■ Required task a:
Identify every line in the entries below that contains the string "metal", and copy each of those lines.
## START Provided passage
The thermal annealing of the 3D carbon structures is an effective tool to improve and design the thermal and electrical properties of these materials. The graphitization of the several carbon pieces leads to large carbon layers, which was analyzed via TEM and Raman techniques. The measurement of the electrical conductivity is an effective method to analyze the influence of the healing progress on the properties of these structures, as shown in Figure 4. It shows, that with an increase in the electrical conductivity is associated with the treatment temperature. The untreated samples have an electrical conductivity of 7.7 S/m. The treatment increases the electrical conductivity from 9.4 S/m up to 23.86 S/m for temperature at 1600°C to 2200°C.
Figure 4. Dependency of the electrical conductivity of the treatment temperature.
## END Provided passage
## START Records shown
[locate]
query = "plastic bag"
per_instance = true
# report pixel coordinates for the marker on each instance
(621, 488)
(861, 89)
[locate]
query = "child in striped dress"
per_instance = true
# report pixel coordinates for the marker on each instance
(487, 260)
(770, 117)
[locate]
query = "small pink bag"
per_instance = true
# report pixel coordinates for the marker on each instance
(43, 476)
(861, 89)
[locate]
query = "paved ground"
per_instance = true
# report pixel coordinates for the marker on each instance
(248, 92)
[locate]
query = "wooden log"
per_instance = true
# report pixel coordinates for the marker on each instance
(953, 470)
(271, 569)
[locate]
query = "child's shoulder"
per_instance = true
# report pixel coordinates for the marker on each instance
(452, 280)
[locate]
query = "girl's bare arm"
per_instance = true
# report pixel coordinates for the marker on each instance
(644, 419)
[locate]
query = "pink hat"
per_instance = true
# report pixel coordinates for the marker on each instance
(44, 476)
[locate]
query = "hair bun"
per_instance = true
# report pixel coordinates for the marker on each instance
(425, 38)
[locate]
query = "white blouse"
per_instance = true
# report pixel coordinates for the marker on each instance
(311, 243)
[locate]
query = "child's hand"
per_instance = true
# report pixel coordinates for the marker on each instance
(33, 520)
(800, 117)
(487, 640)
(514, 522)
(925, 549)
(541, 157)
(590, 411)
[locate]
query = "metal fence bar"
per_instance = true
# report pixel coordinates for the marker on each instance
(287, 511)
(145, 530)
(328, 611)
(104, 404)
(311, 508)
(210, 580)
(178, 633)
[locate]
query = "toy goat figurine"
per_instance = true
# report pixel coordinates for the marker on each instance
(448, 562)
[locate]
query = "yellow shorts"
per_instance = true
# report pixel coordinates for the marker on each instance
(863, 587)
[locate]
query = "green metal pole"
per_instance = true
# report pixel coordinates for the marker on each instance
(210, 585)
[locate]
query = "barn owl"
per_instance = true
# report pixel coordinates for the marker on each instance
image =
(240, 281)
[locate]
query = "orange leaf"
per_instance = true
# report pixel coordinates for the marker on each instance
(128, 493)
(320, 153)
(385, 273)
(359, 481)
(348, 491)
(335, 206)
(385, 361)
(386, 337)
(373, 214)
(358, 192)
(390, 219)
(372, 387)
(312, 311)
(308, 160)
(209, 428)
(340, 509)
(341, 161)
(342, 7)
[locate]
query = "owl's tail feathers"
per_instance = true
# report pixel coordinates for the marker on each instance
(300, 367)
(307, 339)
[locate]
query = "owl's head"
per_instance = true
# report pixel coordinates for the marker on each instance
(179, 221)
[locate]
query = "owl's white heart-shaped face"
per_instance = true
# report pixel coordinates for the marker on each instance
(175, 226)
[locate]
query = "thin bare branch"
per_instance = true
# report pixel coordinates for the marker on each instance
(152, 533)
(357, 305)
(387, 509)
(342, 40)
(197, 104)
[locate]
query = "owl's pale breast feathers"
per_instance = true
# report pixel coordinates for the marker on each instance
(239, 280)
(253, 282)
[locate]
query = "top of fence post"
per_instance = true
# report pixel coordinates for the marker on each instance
## END Records shown
■ Required task b:
Reproduce everything in the thermal annealing passage above from "The thermal annealing" down to "of the treatment temperature.".

■ Final answer a:
query = "metal fence bar"
query = "green metal pole"

■ Final answer b:
The thermal annealing of the 3D carbon structures is an effective tool to improve and design the thermal and electrical properties of these materials. The graphitization of the several carbon pieces leads to large carbon layers, which was analyzed via TEM and Raman techniques. The measurement of the electrical conductivity is an effective method to analyze the influence of the healing progress on the properties of these structures, as shown in Figure 4. It shows, that with an increase in the electrical conductivity is associated with the treatment temperature. The untreated samples have an electrical conductivity of 7.7 S/m. The treatment increases the electrical conductivity from 9.4 S/m up to 23.86 S/m for temperature at 1600°C to 2200°C.
Figure 4. Dependency of the electrical conductivity of the treatment temperature.